● YOUR OBJECTIVE
Render each line of the records below as one string in a JSON list, leaving out any blank lines.

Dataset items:
********
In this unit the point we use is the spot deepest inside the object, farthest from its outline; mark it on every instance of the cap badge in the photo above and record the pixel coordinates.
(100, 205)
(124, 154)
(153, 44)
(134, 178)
********
● THE REPLY
[
  "In this unit the point we use is the spot deepest inside the object, farthest from its outline; mark it on every instance of the cap badge in the photo above and record the pixel coordinates.",
  "(100, 205)",
  "(124, 154)",
  "(153, 44)",
  "(134, 178)"
]